* [Data for this exercise]:
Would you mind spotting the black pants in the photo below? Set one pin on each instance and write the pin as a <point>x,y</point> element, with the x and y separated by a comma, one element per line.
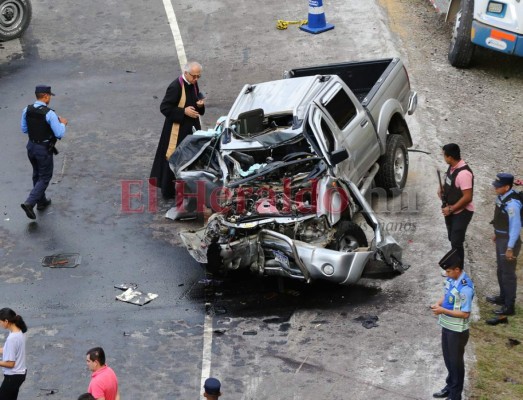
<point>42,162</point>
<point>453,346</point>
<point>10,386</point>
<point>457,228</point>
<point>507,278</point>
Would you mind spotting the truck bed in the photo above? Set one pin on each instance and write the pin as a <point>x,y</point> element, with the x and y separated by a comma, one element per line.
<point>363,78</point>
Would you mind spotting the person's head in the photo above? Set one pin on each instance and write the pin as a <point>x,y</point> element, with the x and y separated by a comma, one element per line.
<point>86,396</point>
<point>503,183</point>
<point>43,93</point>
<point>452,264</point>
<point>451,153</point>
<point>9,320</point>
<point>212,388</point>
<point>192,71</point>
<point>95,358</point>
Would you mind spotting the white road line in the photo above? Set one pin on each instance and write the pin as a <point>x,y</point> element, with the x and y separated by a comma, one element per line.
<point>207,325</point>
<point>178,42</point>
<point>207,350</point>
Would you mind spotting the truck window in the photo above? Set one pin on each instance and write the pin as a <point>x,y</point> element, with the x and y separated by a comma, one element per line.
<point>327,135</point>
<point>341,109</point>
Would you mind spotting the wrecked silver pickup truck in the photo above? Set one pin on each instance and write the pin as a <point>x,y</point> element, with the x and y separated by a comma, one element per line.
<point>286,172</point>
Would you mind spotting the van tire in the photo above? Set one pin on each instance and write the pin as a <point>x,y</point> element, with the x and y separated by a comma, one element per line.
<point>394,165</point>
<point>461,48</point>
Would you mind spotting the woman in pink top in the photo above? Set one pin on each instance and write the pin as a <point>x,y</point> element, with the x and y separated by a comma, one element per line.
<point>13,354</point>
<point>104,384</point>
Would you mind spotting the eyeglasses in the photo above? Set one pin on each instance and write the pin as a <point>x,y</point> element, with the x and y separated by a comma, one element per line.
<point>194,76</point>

...

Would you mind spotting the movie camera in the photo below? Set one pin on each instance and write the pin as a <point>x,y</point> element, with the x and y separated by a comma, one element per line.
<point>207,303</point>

* * *

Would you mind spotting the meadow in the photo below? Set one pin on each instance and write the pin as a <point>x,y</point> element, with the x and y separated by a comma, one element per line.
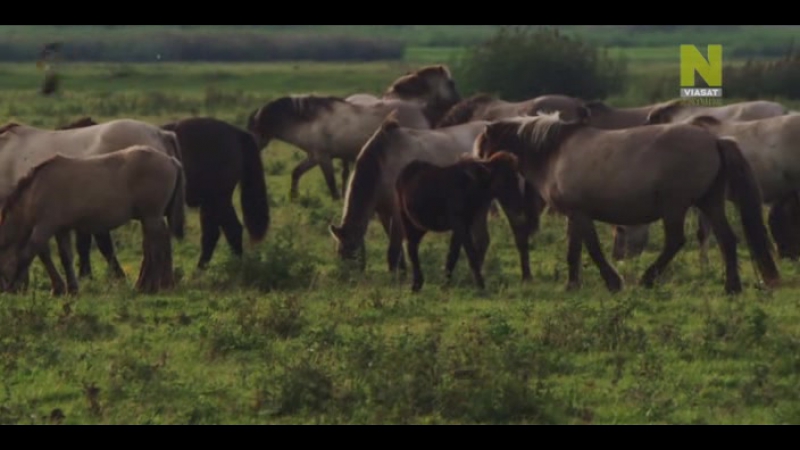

* [The problem]: Write out the items again word for word, beginning at the line that contains "Would you mind spotting the woman" and continuing through the line that contains "<point>194,76</point>".

* [Solution to the problem]:
Would you mind spotting the woman in pink top in the photo above? Set one pin on each instance and write the pin as a <point>x,y</point> element, with the x and y separated by a comma, one element per line.
<point>13,354</point>
<point>104,384</point>
Would you mind spotting the eyeglasses in the photo above? Set one pin on each instance and write the pin as a <point>x,y</point> element, with the x and y separated by a comma, one element per line.
<point>194,76</point>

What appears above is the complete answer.